_Work instruction_
Each line of the records containing "wooden" is to be copied out and returned.

(Segmentation mask data)
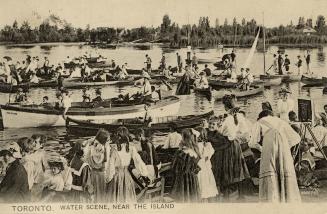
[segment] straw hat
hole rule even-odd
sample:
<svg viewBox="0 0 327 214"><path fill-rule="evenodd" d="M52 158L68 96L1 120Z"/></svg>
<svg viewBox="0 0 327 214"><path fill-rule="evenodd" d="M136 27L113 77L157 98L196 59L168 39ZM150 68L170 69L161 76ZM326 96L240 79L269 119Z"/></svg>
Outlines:
<svg viewBox="0 0 327 214"><path fill-rule="evenodd" d="M286 88L281 88L281 89L279 90L279 93L280 93L280 94L291 94L291 92L290 92L289 90L287 90Z"/></svg>
<svg viewBox="0 0 327 214"><path fill-rule="evenodd" d="M143 78L151 79L150 75L147 72L143 73Z"/></svg>

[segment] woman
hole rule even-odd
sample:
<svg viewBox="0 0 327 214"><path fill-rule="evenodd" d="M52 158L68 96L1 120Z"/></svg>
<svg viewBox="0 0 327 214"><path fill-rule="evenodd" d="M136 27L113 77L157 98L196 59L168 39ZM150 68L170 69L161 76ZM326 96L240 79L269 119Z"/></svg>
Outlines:
<svg viewBox="0 0 327 214"><path fill-rule="evenodd" d="M291 92L285 88L279 91L280 98L277 101L277 115L279 118L285 121L288 120L288 113L294 110L294 101L289 98Z"/></svg>
<svg viewBox="0 0 327 214"><path fill-rule="evenodd" d="M215 177L212 172L211 157L215 150L211 143L207 142L207 130L205 128L198 128L198 147L201 159L198 162L201 170L198 173L198 180L200 185L200 196L202 201L208 201L218 195Z"/></svg>
<svg viewBox="0 0 327 214"><path fill-rule="evenodd" d="M148 176L147 167L136 149L129 144L128 130L125 127L119 128L113 142L115 145L111 148L106 174L106 182L109 183L108 201L112 203L136 202L134 180L129 166L133 162L143 177Z"/></svg>
<svg viewBox="0 0 327 214"><path fill-rule="evenodd" d="M176 202L199 202L201 200L197 177L200 171L199 159L200 151L194 130L183 130L183 141L180 149L176 152L172 165L172 172L175 175L172 197Z"/></svg>
<svg viewBox="0 0 327 214"><path fill-rule="evenodd" d="M91 182L94 185L94 202L105 201L105 164L110 151L109 140L109 133L100 129L85 148L85 162L92 170Z"/></svg>
<svg viewBox="0 0 327 214"><path fill-rule="evenodd" d="M209 141L211 139L213 147L216 147L216 154L212 159L215 165L216 182L227 199L233 192L238 192L239 196L242 196L239 185L250 177L240 146L249 138L250 125L244 115L238 113L239 108L236 107L235 101L234 95L223 97L227 115L219 127L220 135L215 133L208 138ZM211 127L211 129L217 129L217 127Z"/></svg>
<svg viewBox="0 0 327 214"><path fill-rule="evenodd" d="M253 128L249 145L262 151L259 199L262 202L300 202L291 147L300 136L284 120L265 114ZM262 139L262 147L257 145ZM255 146L257 145L257 146Z"/></svg>

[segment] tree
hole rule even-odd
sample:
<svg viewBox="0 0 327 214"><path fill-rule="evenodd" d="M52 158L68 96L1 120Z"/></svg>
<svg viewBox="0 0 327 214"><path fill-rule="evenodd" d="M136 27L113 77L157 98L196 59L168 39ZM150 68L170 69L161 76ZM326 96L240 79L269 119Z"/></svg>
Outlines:
<svg viewBox="0 0 327 214"><path fill-rule="evenodd" d="M242 26L244 27L245 24L246 24L246 20L245 20L245 18L243 18L243 19L242 19Z"/></svg>
<svg viewBox="0 0 327 214"><path fill-rule="evenodd" d="M304 26L305 26L304 17L299 17L299 22L297 24L297 28L301 29L301 28L304 28Z"/></svg>
<svg viewBox="0 0 327 214"><path fill-rule="evenodd" d="M235 27L237 25L236 17L233 18L233 26Z"/></svg>
<svg viewBox="0 0 327 214"><path fill-rule="evenodd" d="M318 33L324 33L325 32L325 27L326 27L326 22L325 22L325 17L322 15L319 15L317 17L317 21L316 21L316 30Z"/></svg>
<svg viewBox="0 0 327 214"><path fill-rule="evenodd" d="M224 26L227 26L227 25L228 25L228 20L227 20L227 18L225 18Z"/></svg>
<svg viewBox="0 0 327 214"><path fill-rule="evenodd" d="M307 22L305 24L307 27L311 27L312 28L312 19L307 19Z"/></svg>
<svg viewBox="0 0 327 214"><path fill-rule="evenodd" d="M169 31L170 24L171 24L171 20L170 20L169 16L167 14L165 14L162 18L160 32L162 34L166 34Z"/></svg>
<svg viewBox="0 0 327 214"><path fill-rule="evenodd" d="M219 19L218 18L216 18L215 27L219 28Z"/></svg>

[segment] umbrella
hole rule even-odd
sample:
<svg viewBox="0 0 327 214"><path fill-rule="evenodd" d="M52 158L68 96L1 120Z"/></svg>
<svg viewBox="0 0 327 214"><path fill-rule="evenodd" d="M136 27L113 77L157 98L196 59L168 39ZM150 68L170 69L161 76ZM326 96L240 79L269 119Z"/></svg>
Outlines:
<svg viewBox="0 0 327 214"><path fill-rule="evenodd" d="M4 56L3 58L6 59L7 61L12 60L12 58L10 56Z"/></svg>

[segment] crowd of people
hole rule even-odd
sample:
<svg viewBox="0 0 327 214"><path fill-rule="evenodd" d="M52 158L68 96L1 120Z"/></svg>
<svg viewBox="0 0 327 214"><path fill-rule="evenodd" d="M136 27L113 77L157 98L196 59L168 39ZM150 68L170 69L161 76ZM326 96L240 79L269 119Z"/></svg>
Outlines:
<svg viewBox="0 0 327 214"><path fill-rule="evenodd" d="M309 137L305 147L300 145L303 136L289 94L286 89L280 91L275 110L263 103L255 123L237 106L234 95L225 95L225 114L183 130L172 123L161 146L154 145L144 130L132 134L123 126L114 133L100 129L88 140L59 142L34 135L8 142L0 152L4 175L0 198L6 202L136 202L145 187L160 185L158 152L175 149L169 197L176 202L241 200L244 184L253 177L258 178L259 201L300 202L298 184L315 182L297 176L294 162L302 162L295 157L301 153L301 161L307 161L306 167L312 170L314 145ZM320 114L324 123L326 112ZM319 139L327 134L324 123L314 128L314 133L322 133ZM249 168L244 145L260 163L257 175Z"/></svg>

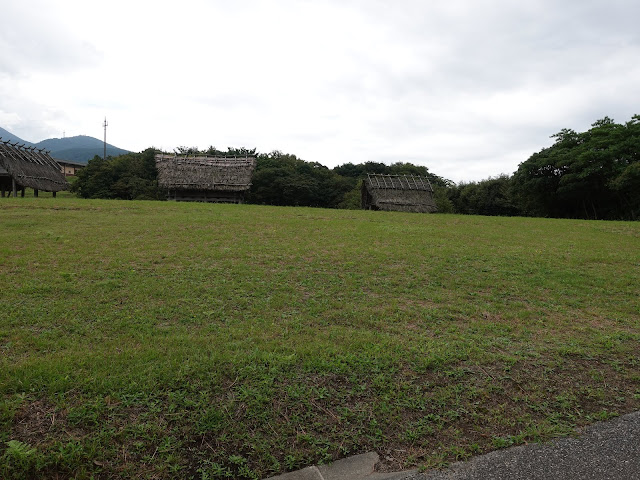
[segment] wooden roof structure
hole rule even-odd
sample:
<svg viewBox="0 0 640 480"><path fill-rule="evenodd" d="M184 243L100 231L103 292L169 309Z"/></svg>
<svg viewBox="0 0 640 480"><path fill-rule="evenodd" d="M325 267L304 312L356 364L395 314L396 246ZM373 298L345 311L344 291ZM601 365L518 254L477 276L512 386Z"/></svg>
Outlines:
<svg viewBox="0 0 640 480"><path fill-rule="evenodd" d="M171 200L242 203L254 157L157 154L158 185Z"/></svg>
<svg viewBox="0 0 640 480"><path fill-rule="evenodd" d="M0 139L0 182L12 184L12 188L25 187L46 192L68 190L69 183L65 180L56 162L49 152L36 147L27 147L10 143Z"/></svg>
<svg viewBox="0 0 640 480"><path fill-rule="evenodd" d="M373 173L368 173L362 182L362 208L419 213L437 211L427 177Z"/></svg>

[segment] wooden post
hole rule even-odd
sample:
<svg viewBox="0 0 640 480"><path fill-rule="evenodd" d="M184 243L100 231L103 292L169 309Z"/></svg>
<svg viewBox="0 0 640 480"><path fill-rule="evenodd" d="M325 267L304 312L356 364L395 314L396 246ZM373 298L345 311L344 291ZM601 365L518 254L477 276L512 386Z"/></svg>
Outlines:
<svg viewBox="0 0 640 480"><path fill-rule="evenodd" d="M53 193L53 198L56 198L56 192L51 192Z"/></svg>
<svg viewBox="0 0 640 480"><path fill-rule="evenodd" d="M24 195L22 195L22 196L24 197ZM38 196L38 189L37 189L37 188L34 188L34 189L33 189L33 196L34 196L34 197L37 197L37 196Z"/></svg>
<svg viewBox="0 0 640 480"><path fill-rule="evenodd" d="M20 193L20 196L21 196L22 198L24 198L24 190L25 190L25 188L24 188L24 187L22 187L22 192Z"/></svg>
<svg viewBox="0 0 640 480"><path fill-rule="evenodd" d="M2 198L4 198L4 183L0 185L0 195L2 195Z"/></svg>
<svg viewBox="0 0 640 480"><path fill-rule="evenodd" d="M18 185L16 185L16 179L11 178L11 190L13 191L13 198L18 196Z"/></svg>

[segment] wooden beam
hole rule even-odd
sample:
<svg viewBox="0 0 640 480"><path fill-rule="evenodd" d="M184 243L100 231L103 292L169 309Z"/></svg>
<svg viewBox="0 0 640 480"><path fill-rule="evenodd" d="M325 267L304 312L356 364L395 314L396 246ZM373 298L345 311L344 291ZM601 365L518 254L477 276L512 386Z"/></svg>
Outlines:
<svg viewBox="0 0 640 480"><path fill-rule="evenodd" d="M13 191L13 198L18 196L18 185L16 185L16 179L11 177L11 190Z"/></svg>

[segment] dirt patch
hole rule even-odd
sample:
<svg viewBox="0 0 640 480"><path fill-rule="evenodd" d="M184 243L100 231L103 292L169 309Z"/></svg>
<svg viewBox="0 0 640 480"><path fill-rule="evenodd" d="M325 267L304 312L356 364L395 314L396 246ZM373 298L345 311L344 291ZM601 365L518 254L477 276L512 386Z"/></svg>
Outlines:
<svg viewBox="0 0 640 480"><path fill-rule="evenodd" d="M35 400L23 404L18 409L11 433L16 440L29 445L39 445L48 434L57 431L64 423L65 414L58 411L55 405L46 400Z"/></svg>

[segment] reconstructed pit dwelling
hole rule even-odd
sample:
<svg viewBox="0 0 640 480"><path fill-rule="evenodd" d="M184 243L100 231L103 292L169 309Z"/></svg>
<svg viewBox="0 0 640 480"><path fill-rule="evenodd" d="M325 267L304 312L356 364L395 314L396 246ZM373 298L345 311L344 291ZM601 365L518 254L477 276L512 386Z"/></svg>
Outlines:
<svg viewBox="0 0 640 480"><path fill-rule="evenodd" d="M25 188L33 188L34 196L39 191L56 192L69 190L62 168L46 150L27 147L0 140L0 195L7 193L24 197Z"/></svg>
<svg viewBox="0 0 640 480"><path fill-rule="evenodd" d="M367 174L362 181L362 208L418 213L437 211L427 177L373 173Z"/></svg>
<svg viewBox="0 0 640 480"><path fill-rule="evenodd" d="M244 203L256 159L163 153L156 155L156 168L168 200Z"/></svg>

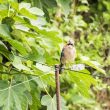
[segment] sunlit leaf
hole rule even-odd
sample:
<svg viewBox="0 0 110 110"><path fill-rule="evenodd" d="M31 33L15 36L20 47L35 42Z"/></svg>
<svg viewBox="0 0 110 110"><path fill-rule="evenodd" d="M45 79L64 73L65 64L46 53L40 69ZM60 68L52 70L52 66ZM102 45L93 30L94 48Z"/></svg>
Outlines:
<svg viewBox="0 0 110 110"><path fill-rule="evenodd" d="M29 17L31 19L37 19L37 17L35 15L33 15L32 13L30 13L28 10L26 10L25 8L20 9L19 11L22 15Z"/></svg>
<svg viewBox="0 0 110 110"><path fill-rule="evenodd" d="M39 16L43 16L44 15L44 12L41 9L37 8L37 7L30 8L29 11L32 14L35 14L35 15L39 15Z"/></svg>
<svg viewBox="0 0 110 110"><path fill-rule="evenodd" d="M18 70L27 70L29 71L30 69L22 64L22 61L20 59L20 57L14 56L14 60L13 60L13 66L16 67Z"/></svg>
<svg viewBox="0 0 110 110"><path fill-rule="evenodd" d="M51 71L50 67L48 67L46 65L39 64L39 63L36 63L36 67L46 73Z"/></svg>
<svg viewBox="0 0 110 110"><path fill-rule="evenodd" d="M80 70L84 70L84 69L85 69L84 64L76 64L71 67L71 70L76 70L76 71L80 71Z"/></svg>
<svg viewBox="0 0 110 110"><path fill-rule="evenodd" d="M29 9L31 7L31 4L30 3L20 3L19 4L19 8L22 9L22 8L26 8L26 9Z"/></svg>

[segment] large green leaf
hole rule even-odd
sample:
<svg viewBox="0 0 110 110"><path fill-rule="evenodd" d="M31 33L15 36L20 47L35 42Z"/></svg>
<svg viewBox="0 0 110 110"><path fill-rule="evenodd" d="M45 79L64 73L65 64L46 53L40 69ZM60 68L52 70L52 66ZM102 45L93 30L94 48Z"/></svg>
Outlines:
<svg viewBox="0 0 110 110"><path fill-rule="evenodd" d="M27 110L28 99L23 84L0 80L0 107L2 110Z"/></svg>
<svg viewBox="0 0 110 110"><path fill-rule="evenodd" d="M84 72L84 71L81 71ZM90 76L88 73L86 74L87 71L85 71L85 74L78 72L69 72L69 78L71 79L72 82L74 82L80 91L80 93L86 97L89 97L89 89L91 85L96 84L96 80Z"/></svg>

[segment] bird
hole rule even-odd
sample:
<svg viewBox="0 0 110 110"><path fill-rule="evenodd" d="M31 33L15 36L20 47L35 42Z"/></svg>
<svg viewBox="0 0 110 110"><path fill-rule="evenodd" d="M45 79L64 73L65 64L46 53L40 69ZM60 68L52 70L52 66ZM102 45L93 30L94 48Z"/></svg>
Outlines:
<svg viewBox="0 0 110 110"><path fill-rule="evenodd" d="M68 43L63 47L60 55L59 73L61 74L66 64L74 62L76 57L76 49L73 40L69 40Z"/></svg>

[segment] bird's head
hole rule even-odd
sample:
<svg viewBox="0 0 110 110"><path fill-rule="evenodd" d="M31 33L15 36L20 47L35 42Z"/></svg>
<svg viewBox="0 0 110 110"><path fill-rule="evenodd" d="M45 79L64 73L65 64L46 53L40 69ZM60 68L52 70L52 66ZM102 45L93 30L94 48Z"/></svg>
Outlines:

_Result of the task_
[segment] wooden roof structure
[segment] wooden post
[segment] wooden beam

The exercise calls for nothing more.